*** Information shown Section Begins ***

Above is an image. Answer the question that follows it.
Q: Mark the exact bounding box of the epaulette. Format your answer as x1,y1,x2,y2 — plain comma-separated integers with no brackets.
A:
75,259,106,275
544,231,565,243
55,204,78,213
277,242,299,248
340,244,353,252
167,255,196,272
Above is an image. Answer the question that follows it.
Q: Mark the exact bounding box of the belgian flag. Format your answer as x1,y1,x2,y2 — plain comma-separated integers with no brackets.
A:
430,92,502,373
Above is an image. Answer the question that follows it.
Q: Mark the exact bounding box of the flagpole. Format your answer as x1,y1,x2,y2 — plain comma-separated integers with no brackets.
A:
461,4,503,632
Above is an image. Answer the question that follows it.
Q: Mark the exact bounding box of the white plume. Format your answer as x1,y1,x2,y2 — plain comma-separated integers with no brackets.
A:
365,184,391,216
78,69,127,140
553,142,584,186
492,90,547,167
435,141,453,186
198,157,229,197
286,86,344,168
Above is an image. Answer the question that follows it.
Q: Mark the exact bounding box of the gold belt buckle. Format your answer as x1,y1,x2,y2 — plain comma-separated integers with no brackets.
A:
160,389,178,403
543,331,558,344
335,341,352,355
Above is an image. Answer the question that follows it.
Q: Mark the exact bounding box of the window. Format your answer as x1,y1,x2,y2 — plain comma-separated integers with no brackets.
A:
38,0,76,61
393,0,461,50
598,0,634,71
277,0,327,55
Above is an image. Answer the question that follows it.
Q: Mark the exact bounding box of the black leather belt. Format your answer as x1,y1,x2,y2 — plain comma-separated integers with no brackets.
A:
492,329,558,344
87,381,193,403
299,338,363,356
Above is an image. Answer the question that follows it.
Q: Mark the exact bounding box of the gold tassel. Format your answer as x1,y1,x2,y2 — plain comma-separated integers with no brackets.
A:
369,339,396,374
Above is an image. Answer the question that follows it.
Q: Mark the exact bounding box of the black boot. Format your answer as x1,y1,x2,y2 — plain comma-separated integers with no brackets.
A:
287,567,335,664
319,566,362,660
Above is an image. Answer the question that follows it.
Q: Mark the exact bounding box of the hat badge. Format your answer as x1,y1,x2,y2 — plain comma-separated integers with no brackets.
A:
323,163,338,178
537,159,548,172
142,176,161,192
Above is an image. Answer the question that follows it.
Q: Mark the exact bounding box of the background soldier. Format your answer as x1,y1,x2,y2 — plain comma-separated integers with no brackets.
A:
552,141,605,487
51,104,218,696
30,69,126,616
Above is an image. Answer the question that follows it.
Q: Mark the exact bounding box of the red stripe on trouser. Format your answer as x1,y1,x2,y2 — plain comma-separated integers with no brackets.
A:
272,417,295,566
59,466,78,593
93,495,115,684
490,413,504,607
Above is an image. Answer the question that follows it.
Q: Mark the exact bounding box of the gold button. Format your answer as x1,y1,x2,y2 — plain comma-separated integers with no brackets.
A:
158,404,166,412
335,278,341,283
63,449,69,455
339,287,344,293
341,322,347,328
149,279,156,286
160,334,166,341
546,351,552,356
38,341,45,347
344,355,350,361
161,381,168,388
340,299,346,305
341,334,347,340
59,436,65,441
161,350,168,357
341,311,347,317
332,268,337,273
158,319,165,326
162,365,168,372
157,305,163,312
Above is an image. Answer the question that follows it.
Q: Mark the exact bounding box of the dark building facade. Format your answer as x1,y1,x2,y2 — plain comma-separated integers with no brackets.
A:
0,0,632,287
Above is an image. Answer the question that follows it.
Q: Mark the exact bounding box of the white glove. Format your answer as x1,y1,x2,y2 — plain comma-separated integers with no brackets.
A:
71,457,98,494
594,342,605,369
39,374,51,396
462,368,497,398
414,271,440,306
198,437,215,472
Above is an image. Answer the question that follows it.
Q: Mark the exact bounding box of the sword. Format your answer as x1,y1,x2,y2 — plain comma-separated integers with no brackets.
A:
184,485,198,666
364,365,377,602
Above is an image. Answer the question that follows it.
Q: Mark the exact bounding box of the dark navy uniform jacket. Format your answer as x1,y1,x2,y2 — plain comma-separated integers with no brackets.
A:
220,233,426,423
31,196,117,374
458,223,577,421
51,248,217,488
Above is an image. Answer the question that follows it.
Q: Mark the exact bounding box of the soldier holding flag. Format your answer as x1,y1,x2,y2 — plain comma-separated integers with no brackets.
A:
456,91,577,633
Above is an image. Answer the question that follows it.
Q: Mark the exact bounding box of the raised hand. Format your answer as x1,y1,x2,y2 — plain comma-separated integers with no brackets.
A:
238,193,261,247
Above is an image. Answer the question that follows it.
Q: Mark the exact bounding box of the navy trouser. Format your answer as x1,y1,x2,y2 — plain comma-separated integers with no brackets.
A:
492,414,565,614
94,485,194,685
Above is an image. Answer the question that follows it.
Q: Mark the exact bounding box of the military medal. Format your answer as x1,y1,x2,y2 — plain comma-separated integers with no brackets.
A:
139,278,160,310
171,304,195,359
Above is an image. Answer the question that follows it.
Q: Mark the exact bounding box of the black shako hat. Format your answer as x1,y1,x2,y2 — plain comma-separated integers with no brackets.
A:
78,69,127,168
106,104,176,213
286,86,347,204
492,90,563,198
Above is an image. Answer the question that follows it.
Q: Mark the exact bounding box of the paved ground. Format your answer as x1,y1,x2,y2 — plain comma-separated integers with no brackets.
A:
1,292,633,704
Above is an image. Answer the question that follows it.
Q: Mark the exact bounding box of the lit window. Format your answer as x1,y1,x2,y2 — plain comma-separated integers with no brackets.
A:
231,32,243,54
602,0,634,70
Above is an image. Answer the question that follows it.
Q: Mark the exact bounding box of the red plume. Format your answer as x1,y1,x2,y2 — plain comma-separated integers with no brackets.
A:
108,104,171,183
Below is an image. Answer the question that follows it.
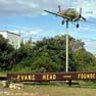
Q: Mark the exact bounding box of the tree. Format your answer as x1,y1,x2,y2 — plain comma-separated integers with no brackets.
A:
31,55,59,72
74,49,96,71
13,35,96,72
0,35,15,70
14,38,33,63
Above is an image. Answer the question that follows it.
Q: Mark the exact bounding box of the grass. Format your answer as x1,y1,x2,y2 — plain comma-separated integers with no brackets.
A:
0,71,7,77
24,85,96,96
0,84,96,96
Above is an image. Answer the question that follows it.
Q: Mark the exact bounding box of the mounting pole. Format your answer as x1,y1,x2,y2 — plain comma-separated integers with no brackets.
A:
65,0,70,72
66,20,69,72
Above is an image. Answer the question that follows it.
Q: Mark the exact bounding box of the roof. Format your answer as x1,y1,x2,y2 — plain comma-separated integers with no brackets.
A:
0,30,20,36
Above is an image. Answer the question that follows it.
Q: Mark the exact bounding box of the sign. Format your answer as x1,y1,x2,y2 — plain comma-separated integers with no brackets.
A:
7,72,96,82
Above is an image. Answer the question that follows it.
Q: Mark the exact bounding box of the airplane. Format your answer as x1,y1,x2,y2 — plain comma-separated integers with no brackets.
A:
44,5,86,28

*** Information shown Section Ends ***

Required action:
The data above must be written out again word for word, without its pictures.

Solved problem:
Above is an image. Answer the question that follows it.
Q: Mark the exact bounding box of the epaulette. Format your answer as x1,y1,x2,y2 — plain comma-separated integers with no brackets.
A:
75,259,106,275
544,231,565,243
55,204,78,213
277,242,299,248
340,244,353,252
167,255,196,272
Above is an image. Answer the question that follows it.
Q: Mark the exact bounding box of the belgian flag. Format your answer as x1,y1,x2,y2 — plain comma-separated integers with no brackets.
A:
430,92,502,373
Above is an image. Answer the question that follows it.
Q: Mark the exact bounding box of the flagpole. Format your answer as x1,y1,x2,y2 — plain comma-separated integers with no brackets.
A:
461,4,503,632
Above is an image. Answer the question that follows it.
Q: Mark the exact bounding box of the white plume. Format your answer as x1,y1,x2,y2 — plain comma-separated integers with no brackets.
A:
365,184,391,216
78,69,127,140
553,142,584,186
492,90,547,167
435,141,453,186
198,157,229,197
286,86,344,168
Above is an image. Answer the question that follows it.
Q: Mark the exact bounding box of the gold belt buckle. Format your answer as x1,y1,x2,y2 — plain comma-separated integers with no brackets.
A:
160,389,178,403
543,331,558,344
335,341,352,355
Above is an image. Answer the question that follows it.
Q: Mark the exact bounding box of the window. Format your answer as x1,y1,x2,y2 — plain comma-separated integers with no brackets.
A:
38,0,76,61
393,0,461,50
598,0,634,71
277,0,327,55
Above is an image. Answer the question that follows it.
Q: Mark the exact bounding box of the black leather belt. Format your answer as x1,y1,x2,y2 — plain comma-separated integers with no brackets.
A:
492,329,558,344
87,381,193,403
299,338,363,356
Above is an image. Answer the question that follows it.
Q: Mark the exact bounding box of the gold tassel. Format your answer as x1,y1,x2,y2 — plain comma-separated integers with no brackets.
A:
369,339,396,374
Above is an image. Answer the question that follows it.
Q: Mark the exact bounding box of the black boot. Format your answer as x1,y1,x2,y2 — plain comma-separated integers with no brackets.
A:
287,567,335,664
319,566,362,660
Above is an image. Answer the question that follows it.
Q: Mark the exact bounding box of the hat badge. Format your answer as x1,y1,x2,y2 — plain comma-separated integers with no brackets.
A:
323,163,338,178
537,159,548,172
142,176,161,192
Above is an image. Answer the question that follows it.
Q: Mark the exact bounding box of the background soldier. Format your answer as x1,y1,x2,y2 — plain comma-separated integers with no brackets.
A:
552,141,605,487
51,104,218,696
30,69,126,616
Above is an image. Answer the question that follows it.
Q: Mark the exact bounding box of the red stripe on trouser. Format your answer as x1,y1,x2,y2 — plain comma-separated integers with no brackets.
A:
272,417,295,566
59,466,78,593
93,495,115,684
490,413,504,607
Above is an image. Answer the question that follows it.
Q: Mark the exact bounding box of the gold button. Format your answer as x1,y1,x2,y2 — plain comma-separated integers with no brackets.
A:
158,404,166,412
335,278,341,283
63,449,69,455
339,287,344,293
341,322,347,328
149,279,156,286
160,334,166,341
546,351,552,356
38,341,45,347
344,355,350,361
161,381,168,388
340,299,346,305
341,334,347,340
59,436,65,441
161,350,168,357
341,311,347,317
332,268,337,273
158,319,165,326
162,365,168,372
157,305,163,312
Above is an image. Answer the question that follows it.
Q: Mark the exact bounding box of the dark building facade. Format your answer as x1,y1,x2,y2 — plain comma-separated integers with no brackets.
A:
0,0,632,287
Above is an image. Answer the question that follows it.
Q: Mark the exact bounding box of the white glove. Format your answer as x1,y1,x2,y2 — plain comma-separated integers with no brackets.
A:
71,457,98,494
594,342,605,369
39,374,51,396
462,368,497,398
414,271,440,306
198,437,215,472
Above is an image. Answer the question that follows it.
Q: Mark the exact bounding box of the sword. Format your answer as x1,y1,x2,y2 — plain comma-separated integers with no brackets.
A:
184,485,198,666
364,365,377,602
Above is an image. Answer the question that follows it.
Q: Mark the exact bounding box of the dark navy uniform jacket. Format your answer as x1,y1,x2,y2 — plain comma-separated integers with no brackets.
A:
220,233,426,423
31,196,117,374
458,223,577,421
51,248,217,488
Above is an image. Answer the question that follows it.
Q: Mark the exact bounding box of the soldier holding flag. Format your answer as x1,y1,x2,y2 — plain comma-separated integers with no brackets.
A:
456,91,577,633
Above is an image. Answer the question that follows it.
Q: Mark the exact bounding box of the raised hand. Format your answer as x1,y1,x2,y2 — plain comma-separated integers with no brackets.
A:
238,193,261,247
Above is an image. Answer the question that follows it.
Q: Mark the exact bounding box of the navy trouser. Format your answer as x1,y1,x2,y2 — plain comma-separated integers with no brackets.
A:
492,414,565,614
94,485,194,685
Above is an image. Answer the question that follows it.
Q: Mark the exact bounding box of the military medal. Format your answer as x1,y1,x2,y2 — plain comma-separated integers with no brackets.
A:
139,278,160,310
171,304,195,359
Above is an image. Answer the question that follows it.
Q: Mark the exact bounding box of the black shako hat. Format your answer as x1,y1,x2,y2 — plain comma-separated integers with no brackets.
A:
78,69,127,168
106,104,176,213
286,86,347,204
492,90,563,198
Above is an image. Answer the question that follows it.
Q: Mark the exact bounding box of the paved ground. Format your answer as x1,y1,x2,y2 — plain comma-separated integers with no brackets.
A:
1,292,633,704
Above is an image. Answer the question that follows it.
Q: Mark the exact bounding box of the lit window. Format your answer as x1,y1,x2,y2 — plain comma-separated integers with no brackets.
A:
231,32,243,54
602,0,634,70
Above is an image. Answer the question that follows it.
Q: Mark the exact bounding box of the red plume. Format your answer as x1,y1,x2,y2 — plain comma-separated integers with no brackets.
A:
108,104,171,183
Below is an image. Answer the question that follows it.
Q: Mark the exact bounding box of the tree. Format your answer as x1,y1,x2,y2 — plain comma-separated integers with no brackets.
A:
31,55,59,72
74,49,96,71
13,35,96,72
0,35,15,70
14,38,33,63
Above is an image. Answer the question that follows it.
Q: Mark the exact bounding box of the grass. Format your answer as x1,y1,x2,y2 — plain comma-separated integers with no brackets.
A:
0,71,7,77
24,85,96,96
0,84,96,96
Above is an image. Answer the question that follows it.
Q: Mark the exact bounding box of the mounting pole. Format your answer as x1,y1,x2,y2 — plain comma-separated integers with no brackets.
A:
65,0,70,72
66,20,69,72
Above is an image. Answer the question that follows it.
Q: Mark the exact bounding box of the roof. Format your answer as x1,y1,x2,y2 — plain comma-separated integers with no brackets.
A:
0,30,20,36
Above is an image. Answer the question that follows it.
Q: Mark the exact bounding box of the sign. Format your answer as x1,y1,x2,y2 — plain comma-separated integers with no brackets.
A:
7,72,96,82
Above is an image. Answer the question that follows it.
Q: Mark the exact bounding box of the airplane. Format your answer as x1,y1,x2,y2 — plain comma-separated integers with no brackets.
A:
44,5,86,28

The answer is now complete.